*Set task*.
Nothing but the lines from the one containing "tag the rock" to the end of the data should be returned, each exactly as written.

*Stored entries*.
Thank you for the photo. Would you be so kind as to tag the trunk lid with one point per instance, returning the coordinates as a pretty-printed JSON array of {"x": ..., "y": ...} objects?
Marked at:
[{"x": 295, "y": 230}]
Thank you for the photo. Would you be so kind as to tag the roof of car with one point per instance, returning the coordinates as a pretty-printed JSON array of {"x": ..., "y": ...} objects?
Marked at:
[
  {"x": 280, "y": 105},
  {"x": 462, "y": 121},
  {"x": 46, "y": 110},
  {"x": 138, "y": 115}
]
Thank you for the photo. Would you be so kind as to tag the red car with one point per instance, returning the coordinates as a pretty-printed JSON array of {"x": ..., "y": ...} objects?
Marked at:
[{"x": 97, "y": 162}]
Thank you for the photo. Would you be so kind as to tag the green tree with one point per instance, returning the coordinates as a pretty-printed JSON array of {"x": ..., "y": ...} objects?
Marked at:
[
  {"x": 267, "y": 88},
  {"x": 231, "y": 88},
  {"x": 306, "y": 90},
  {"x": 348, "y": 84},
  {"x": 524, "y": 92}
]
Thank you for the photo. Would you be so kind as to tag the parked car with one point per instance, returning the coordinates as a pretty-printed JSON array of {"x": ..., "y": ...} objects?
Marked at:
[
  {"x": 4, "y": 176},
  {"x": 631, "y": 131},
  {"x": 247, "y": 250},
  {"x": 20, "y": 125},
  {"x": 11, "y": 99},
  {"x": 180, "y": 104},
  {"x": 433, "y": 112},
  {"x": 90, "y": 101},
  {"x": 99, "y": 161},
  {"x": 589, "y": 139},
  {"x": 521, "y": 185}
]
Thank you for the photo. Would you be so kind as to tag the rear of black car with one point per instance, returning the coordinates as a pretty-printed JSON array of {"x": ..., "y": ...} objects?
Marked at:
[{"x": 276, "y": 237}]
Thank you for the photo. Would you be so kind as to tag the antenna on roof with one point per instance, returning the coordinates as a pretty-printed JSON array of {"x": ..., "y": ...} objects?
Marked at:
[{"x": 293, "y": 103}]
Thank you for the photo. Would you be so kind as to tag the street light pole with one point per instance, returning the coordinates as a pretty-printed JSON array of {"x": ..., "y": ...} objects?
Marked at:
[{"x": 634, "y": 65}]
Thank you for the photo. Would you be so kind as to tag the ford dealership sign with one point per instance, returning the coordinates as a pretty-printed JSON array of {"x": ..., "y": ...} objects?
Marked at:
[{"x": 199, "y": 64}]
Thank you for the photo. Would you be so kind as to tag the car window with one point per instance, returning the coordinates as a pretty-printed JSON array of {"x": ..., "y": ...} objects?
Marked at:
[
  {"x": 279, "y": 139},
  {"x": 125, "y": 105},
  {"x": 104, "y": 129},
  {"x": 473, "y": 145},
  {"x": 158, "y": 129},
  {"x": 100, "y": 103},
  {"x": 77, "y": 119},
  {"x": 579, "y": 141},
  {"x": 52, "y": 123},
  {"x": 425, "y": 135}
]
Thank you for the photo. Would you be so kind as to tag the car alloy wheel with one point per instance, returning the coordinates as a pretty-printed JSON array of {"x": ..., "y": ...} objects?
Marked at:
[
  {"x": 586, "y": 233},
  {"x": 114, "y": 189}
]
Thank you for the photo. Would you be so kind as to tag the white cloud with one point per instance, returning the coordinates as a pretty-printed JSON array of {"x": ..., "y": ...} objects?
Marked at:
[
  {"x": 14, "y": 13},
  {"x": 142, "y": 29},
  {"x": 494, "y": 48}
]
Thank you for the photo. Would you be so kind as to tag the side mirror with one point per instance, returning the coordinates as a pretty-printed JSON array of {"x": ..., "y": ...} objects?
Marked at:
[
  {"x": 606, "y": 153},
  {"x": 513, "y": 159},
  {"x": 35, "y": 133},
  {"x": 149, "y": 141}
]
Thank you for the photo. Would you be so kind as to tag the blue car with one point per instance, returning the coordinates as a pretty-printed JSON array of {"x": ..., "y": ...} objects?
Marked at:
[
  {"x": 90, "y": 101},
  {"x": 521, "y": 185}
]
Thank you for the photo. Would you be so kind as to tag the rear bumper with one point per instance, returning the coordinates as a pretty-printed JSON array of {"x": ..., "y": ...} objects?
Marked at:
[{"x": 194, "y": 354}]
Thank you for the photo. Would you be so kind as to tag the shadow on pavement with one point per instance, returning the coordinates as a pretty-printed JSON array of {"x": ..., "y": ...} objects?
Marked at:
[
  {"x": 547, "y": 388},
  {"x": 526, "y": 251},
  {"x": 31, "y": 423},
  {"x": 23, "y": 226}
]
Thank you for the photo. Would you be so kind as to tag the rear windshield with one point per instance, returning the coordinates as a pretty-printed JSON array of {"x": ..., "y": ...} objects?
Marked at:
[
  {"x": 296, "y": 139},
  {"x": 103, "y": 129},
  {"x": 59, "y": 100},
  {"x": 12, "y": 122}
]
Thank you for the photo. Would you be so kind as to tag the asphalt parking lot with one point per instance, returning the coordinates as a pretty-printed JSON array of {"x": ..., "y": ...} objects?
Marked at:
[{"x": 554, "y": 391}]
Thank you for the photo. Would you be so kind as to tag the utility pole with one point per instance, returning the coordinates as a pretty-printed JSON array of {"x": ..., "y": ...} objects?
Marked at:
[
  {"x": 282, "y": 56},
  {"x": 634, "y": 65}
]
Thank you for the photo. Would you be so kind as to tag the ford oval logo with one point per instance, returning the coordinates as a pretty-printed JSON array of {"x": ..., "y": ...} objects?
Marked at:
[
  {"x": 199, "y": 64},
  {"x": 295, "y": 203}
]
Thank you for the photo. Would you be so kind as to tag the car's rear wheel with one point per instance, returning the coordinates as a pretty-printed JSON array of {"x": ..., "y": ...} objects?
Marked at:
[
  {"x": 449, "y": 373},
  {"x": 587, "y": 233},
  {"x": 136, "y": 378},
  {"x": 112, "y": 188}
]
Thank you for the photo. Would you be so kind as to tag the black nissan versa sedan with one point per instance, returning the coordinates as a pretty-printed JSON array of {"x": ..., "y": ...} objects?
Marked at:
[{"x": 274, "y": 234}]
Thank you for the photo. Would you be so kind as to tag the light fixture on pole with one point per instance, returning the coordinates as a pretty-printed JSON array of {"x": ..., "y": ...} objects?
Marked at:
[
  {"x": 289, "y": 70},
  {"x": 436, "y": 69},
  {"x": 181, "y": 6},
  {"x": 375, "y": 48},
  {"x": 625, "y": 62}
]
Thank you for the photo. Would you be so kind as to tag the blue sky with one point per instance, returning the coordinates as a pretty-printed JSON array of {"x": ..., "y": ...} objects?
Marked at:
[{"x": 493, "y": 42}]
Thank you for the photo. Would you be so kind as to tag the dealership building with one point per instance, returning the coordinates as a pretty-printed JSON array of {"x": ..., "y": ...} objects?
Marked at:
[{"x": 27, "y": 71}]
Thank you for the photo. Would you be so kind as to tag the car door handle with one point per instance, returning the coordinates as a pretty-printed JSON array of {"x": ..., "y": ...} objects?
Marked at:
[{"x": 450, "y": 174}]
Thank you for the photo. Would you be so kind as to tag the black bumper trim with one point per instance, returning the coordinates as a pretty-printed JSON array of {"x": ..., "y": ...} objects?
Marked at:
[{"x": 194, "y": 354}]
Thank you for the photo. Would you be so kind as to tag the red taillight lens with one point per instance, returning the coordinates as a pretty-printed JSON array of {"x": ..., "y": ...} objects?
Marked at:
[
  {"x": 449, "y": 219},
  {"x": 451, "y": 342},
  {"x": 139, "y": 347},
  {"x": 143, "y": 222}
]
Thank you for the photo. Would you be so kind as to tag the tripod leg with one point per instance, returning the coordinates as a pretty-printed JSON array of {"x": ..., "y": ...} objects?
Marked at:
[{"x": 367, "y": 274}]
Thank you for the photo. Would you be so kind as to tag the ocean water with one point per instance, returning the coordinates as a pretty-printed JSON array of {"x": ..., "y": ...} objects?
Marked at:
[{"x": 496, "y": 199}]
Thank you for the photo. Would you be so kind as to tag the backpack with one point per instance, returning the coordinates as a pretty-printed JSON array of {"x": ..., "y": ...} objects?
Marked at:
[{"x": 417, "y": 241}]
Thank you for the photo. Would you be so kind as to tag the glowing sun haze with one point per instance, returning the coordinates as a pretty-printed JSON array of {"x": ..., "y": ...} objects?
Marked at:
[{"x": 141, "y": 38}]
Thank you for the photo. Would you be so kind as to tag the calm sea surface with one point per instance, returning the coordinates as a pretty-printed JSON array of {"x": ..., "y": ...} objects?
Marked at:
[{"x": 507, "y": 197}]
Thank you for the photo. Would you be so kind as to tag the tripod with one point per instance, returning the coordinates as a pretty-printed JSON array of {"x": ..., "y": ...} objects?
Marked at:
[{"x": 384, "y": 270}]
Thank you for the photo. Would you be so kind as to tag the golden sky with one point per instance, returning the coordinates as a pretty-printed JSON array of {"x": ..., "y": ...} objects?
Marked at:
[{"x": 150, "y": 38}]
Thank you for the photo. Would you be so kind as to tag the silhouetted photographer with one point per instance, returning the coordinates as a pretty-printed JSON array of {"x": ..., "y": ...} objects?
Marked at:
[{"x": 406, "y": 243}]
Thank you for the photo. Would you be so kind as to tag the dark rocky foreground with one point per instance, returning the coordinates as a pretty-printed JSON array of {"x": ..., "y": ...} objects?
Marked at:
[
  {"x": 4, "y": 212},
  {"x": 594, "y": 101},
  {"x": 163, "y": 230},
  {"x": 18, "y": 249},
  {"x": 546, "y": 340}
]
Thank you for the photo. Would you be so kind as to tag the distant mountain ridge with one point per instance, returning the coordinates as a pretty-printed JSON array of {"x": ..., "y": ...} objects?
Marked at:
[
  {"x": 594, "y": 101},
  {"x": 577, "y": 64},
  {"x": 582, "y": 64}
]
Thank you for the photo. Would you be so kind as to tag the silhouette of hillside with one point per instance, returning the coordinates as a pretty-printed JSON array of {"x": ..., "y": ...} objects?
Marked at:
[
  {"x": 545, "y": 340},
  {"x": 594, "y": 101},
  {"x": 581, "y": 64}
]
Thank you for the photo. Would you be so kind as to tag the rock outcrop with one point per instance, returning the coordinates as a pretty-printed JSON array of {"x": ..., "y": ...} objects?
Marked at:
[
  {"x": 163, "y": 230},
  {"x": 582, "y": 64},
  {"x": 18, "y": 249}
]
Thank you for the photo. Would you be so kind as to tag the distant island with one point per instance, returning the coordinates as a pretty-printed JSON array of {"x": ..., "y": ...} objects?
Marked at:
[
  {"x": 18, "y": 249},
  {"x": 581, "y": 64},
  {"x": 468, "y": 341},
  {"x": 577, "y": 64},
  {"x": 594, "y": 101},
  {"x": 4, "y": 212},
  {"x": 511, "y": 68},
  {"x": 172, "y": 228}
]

*In response*.
Thank you for the photo. Would you be so kind as to tag the rock outcrop with one point per instance, returning the coordinates as a pretty-printed JSON array of {"x": ..., "y": ...} objects?
Marked at:
[
  {"x": 163, "y": 230},
  {"x": 582, "y": 64},
  {"x": 18, "y": 249}
]
Thank you for the photo. Would you be so kind as to tag the distant island with one point per instance, returning the coordinates as a pretty-printed JSON array of {"x": ..., "y": ...} objects?
Marked at:
[
  {"x": 18, "y": 249},
  {"x": 581, "y": 64},
  {"x": 468, "y": 341},
  {"x": 577, "y": 64},
  {"x": 594, "y": 101},
  {"x": 4, "y": 212},
  {"x": 511, "y": 68},
  {"x": 172, "y": 228}
]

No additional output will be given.